Print all of the data below verbatim, keeping every line unchanged.

--------

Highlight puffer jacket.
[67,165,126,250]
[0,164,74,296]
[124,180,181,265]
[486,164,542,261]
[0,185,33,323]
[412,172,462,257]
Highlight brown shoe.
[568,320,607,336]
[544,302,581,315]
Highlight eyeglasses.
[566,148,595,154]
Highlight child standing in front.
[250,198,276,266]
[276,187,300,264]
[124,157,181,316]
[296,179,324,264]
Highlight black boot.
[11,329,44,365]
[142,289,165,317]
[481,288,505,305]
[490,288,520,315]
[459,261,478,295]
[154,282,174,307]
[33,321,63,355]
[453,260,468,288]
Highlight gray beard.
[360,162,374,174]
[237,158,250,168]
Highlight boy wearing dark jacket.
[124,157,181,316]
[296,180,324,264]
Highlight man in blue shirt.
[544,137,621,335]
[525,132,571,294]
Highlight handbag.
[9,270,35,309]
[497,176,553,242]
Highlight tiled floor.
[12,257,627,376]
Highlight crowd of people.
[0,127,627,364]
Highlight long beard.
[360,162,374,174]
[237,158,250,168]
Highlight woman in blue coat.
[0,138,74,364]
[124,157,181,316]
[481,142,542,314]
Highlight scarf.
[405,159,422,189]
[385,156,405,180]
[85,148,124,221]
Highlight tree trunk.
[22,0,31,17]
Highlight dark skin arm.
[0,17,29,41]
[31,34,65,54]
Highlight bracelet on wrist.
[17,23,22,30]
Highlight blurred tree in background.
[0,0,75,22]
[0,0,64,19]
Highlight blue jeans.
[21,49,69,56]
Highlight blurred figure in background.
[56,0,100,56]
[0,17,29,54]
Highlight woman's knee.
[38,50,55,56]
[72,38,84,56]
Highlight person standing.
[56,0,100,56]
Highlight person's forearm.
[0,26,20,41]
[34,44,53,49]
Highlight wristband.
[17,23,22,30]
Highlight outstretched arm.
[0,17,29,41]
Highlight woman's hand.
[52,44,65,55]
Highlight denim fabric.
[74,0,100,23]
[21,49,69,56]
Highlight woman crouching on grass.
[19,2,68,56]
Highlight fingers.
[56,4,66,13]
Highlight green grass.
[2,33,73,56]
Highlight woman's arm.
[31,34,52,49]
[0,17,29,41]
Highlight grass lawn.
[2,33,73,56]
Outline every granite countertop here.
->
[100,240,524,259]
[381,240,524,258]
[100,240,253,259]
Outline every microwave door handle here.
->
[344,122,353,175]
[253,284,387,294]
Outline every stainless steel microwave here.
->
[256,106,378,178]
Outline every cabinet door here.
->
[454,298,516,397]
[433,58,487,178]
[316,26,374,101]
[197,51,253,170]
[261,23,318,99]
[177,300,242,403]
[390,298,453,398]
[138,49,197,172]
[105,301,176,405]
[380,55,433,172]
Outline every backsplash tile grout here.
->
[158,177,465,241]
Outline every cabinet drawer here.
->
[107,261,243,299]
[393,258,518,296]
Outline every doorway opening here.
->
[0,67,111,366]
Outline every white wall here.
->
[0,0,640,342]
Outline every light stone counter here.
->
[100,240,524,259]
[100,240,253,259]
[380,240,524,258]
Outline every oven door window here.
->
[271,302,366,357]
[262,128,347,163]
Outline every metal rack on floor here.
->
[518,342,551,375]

--------

## Task solution
Highlight puffer jacket.
[67,165,126,250]
[0,164,74,296]
[124,180,181,265]
[486,164,542,261]
[0,185,33,323]
[412,172,462,257]
Highlight brown shoe.
[568,320,607,336]
[544,302,581,315]
Highlight eyeglasses.
[566,148,595,154]
Highlight child standing in front.
[250,198,276,266]
[276,187,300,264]
[124,157,181,316]
[296,179,324,264]
Highlight black boot.
[11,329,44,365]
[142,289,165,317]
[481,288,505,305]
[490,288,520,315]
[459,261,478,295]
[154,282,174,307]
[33,321,63,355]
[453,260,468,288]
Highlight gray beard.
[360,162,374,174]
[237,158,250,168]
Highlight boy wearing dark jacket.
[124,157,181,316]
[296,180,324,264]
Highlight man in blue shirt.
[544,137,621,335]
[525,132,571,294]
Highlight handbag.
[9,270,35,309]
[497,176,553,242]
Highlight tiled floor.
[12,257,627,376]
Highlight crowd of people.
[0,127,627,364]
Highlight long beard.
[360,162,374,174]
[237,158,250,168]
Highlight woman in blue coat.
[0,138,74,364]
[124,157,181,316]
[481,142,542,314]
Highlight scarf.
[405,159,422,189]
[385,156,405,180]
[85,148,124,221]
Highlight tree trunk.
[22,0,31,17]
Highlight dark skin arm.
[0,17,29,41]
[31,34,65,54]
Highlight bracelet on wrist.
[17,23,22,30]
Highlight blurred tree in background.
[0,0,75,22]
[0,0,64,19]
Highlight blue jeans.
[21,49,69,56]
Highlight blurred figure in background.
[56,0,100,56]
[0,17,29,54]
Highlight woman's knee.
[38,50,55,56]
[72,38,84,56]
Highlight person standing.
[56,0,100,56]
Highlight person's forearm.
[0,26,20,41]
[34,44,53,49]
Highlight wristband.
[17,23,22,30]
Highlight outstretched arm.
[0,17,29,41]
Highlight woman's hand.
[52,44,65,55]
Highlight denim fabric.
[74,0,100,23]
[21,49,69,56]
Highlight woman crouching on grass.
[19,2,68,56]
Highlight fingers.
[56,4,66,13]
Highlight green grass.
[2,33,73,56]
Highlight woman's arm.
[31,34,52,49]
[0,17,29,41]
Highlight grass lawn.
[2,33,73,56]
Outline every granite countertop here.
->
[100,240,524,259]
[381,240,524,258]
[100,240,253,259]
Outline every microwave door handle here.
->
[344,122,353,175]
[253,284,387,294]
Outline every stainless steel microwave here.
->
[256,106,378,178]
Outline every cabinet door here.
->
[454,298,516,397]
[433,58,487,178]
[316,26,374,101]
[197,51,253,170]
[261,23,318,99]
[177,300,242,403]
[390,298,453,398]
[138,49,197,172]
[105,301,176,405]
[380,55,433,172]
Outline every backsplash tile grout here.
->
[158,177,465,241]
Outline every cabinet drawer here.
->
[107,261,243,299]
[393,258,518,296]
Outline every doorway opening here.
->
[0,67,111,366]
Outline every white wall here.
->
[0,0,640,342]
Outline every light stone counter here.
->
[100,240,524,259]
[100,240,253,259]
[380,240,524,258]
Outline every oven door window here.
->
[271,302,366,357]
[262,128,347,163]
Outline every metal rack on floor here.
->
[518,342,551,375]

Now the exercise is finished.